● Exercise text:
- Active: May 24, 1946 – present
- Country: United States
- Allegiance: Idaho
- Branch: Air National Guard
- Type: State militia, military reserve force
- Role: "To meet state and federal mission responsibilities."
- Part of: Idaho National Guard United States National Guard Bureau National Guard
- Garrison/HQ: Joint Force Headquarters, 3882 W. Ellsworth Street, Bldg 440, Boise, Idaho, 83705

Commanders
- Civilian leadership: President Donald Trump (Commander-in-Chief) Troy Meink (Secretary of the Air Force) Governor Brad Little (Governor of the State of Idaho)
- State military leadership: Brigadier General Michael A. Nolan

Aircraft flown
- Attack: A-10 Thunderbolt II

= Idaho Air National Guard =

The Idaho Air National Guard (ID ANG) is the aerial militia of the State of Idaho, United States of America. It is a reserve of the United States Air Force and along with the Idaho Army National Guard, an element of the Idaho National Guard.

As state militia units, the units in the Idaho Air National Guard are not in the normal United States Air Force chain of command. They are under the jurisdiction of the governor of Idaho though the office of the Idaho Adjutant General unless they are federalized by order of the president of the United States. The Idaho Air National Guard is headquartered in Boise, and its commander is currently Brigadier General Timothy J. Donnellan.

==Overview==
Under the "Total Force" concept, Idaho Air National Guard units are considered to be Air Reserve Components (ARC) of the United States Air Force (USAF). Idaho ANG units are trained and equipped by the Air Force and are operationally awarded to major command of the USAF if federalized. In addition, the Idaho Air National Guard forces are assigned to Air Expeditionary Forces and are subject to deployment tasking orders along with their active duty and Air Force Reserve counterparts in their assigned cycle deployment window.

Along with their federal reserve obligations, as state militia units, the elements of the Idaho ANG are subject to being activated by order of the governor to provide protection of life and property, and preserve peace, order and public safety. State missions include disaster relief in times of earthquakes, hurricanes, floods and forest fires, search and rescue, protection of vital public services, and support to civil defense.

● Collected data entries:
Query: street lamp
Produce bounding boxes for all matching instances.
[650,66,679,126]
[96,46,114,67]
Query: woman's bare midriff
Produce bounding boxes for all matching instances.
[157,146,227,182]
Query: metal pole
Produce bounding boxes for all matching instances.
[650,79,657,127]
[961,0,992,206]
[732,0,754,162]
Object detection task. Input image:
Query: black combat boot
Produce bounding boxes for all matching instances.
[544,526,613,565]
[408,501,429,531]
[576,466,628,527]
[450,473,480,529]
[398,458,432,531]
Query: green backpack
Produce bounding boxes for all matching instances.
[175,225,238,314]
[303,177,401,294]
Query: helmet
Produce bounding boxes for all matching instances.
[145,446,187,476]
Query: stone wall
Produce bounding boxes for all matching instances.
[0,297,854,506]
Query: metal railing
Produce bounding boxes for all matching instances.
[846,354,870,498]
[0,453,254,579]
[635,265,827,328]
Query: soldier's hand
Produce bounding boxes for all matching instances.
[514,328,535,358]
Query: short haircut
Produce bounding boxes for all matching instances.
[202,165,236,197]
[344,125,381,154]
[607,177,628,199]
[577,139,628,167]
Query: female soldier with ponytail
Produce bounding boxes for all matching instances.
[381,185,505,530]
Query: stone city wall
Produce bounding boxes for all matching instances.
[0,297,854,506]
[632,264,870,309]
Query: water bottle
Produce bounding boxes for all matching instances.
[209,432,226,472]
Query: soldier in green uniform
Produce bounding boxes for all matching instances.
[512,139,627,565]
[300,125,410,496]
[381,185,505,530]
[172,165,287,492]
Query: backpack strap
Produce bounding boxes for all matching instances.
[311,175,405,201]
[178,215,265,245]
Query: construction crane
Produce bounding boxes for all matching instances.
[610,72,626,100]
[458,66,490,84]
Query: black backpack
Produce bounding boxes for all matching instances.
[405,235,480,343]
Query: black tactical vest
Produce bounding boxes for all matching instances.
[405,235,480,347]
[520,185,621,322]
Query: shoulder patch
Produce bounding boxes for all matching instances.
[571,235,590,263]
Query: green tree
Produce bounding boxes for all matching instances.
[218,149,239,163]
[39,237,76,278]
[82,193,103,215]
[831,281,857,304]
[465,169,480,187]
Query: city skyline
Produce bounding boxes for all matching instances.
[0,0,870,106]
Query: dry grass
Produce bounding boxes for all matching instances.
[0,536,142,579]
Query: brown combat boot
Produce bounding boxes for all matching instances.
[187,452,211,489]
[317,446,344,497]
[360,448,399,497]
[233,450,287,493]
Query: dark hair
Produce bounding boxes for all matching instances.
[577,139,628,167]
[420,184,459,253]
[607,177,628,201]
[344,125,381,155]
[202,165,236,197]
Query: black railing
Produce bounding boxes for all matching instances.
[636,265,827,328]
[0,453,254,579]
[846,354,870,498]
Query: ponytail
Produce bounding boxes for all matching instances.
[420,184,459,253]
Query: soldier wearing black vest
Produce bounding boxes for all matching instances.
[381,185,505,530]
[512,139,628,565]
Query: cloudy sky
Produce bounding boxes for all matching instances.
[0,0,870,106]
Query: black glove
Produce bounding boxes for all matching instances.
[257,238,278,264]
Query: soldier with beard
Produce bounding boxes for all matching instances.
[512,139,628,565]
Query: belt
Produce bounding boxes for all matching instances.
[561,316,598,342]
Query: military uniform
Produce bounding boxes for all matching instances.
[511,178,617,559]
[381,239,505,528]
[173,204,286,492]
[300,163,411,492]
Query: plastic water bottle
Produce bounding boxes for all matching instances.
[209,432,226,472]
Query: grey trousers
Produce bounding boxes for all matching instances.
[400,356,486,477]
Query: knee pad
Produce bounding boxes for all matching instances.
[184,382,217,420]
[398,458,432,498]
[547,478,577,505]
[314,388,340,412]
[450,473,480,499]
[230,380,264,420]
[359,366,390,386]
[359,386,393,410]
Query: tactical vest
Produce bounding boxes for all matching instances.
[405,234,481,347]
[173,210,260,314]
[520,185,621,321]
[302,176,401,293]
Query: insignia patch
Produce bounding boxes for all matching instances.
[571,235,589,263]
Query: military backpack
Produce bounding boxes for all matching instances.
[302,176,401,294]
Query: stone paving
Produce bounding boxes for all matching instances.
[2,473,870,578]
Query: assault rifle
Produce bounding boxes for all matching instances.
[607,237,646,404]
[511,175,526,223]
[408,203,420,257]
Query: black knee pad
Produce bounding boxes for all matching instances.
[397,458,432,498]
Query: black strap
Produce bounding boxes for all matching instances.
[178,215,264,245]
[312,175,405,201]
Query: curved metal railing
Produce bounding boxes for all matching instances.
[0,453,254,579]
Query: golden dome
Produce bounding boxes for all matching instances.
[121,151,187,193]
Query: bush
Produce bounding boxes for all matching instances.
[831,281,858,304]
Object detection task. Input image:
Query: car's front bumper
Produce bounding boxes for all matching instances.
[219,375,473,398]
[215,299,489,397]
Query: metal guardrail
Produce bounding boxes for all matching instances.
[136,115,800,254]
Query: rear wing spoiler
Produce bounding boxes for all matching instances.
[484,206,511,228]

● Activities:
a) For the Idaho Air National Guard article, decide whether each statement agrees with it. Answer yes or no for each and quote the deciding words. (i) The Idaho Air National Guard is headquartered in Boise. (ii) Units of the Idaho Air National Guard are in the normal United States Air Force chain of command. (iii) The Idaho Air National Guard flies the A-10 Thunderbolt II in an attack role.
b) Write a continuation of the Idaho Air National Guard article that follows on from its final sentence.

● Answers to each task:
a)
(i) Yes: "The Idaho Air National Guard is headquartered in Boise"
(ii) No: "the units in the Idaho Air National Guard are not in the normal United States Air Force chain of command"
(iii) Yes: "Attack: A-10 Thunderbolt II"

b)
==Components==
The Idaho Air National Guard consists of the following major unit:
- 124th Fighter Wing
 Established 13 October 1946 (as: 190th Fighter Squadron); operates: A-10 Thunderbolt II
 Stationed at: Gowen Field Air National Guard Base, Boise
 Gained by: Air Combat Command
 The wing's mission is to maintain highly trained, well-equipped, and motivated military forces in order to provide combat-ready A/OA-10 aircraft and support elements in response to wartime and peacetime tasking under state or federal authority.

Support Unit Functions and Capabilities:
- 124th Air Support Operations Squadron
 Mission is to provide forward air controllers in support of front line Army maneuver units to coordinate and control close air support missions of the Air Force and joint forces in support of the ground battle.
- 266th Range Squadron
 The mission of the 266th Range Squadron is to provide tactical aircrews from both the active duty Air Force - from the 366th Air Expeditionary Wing, Mountain Home Air Force Base, Idaho - and the Idaho Air National Guard - from the 124th Wing, Gowen Field, with the most realistic electronic combat training threat environment available.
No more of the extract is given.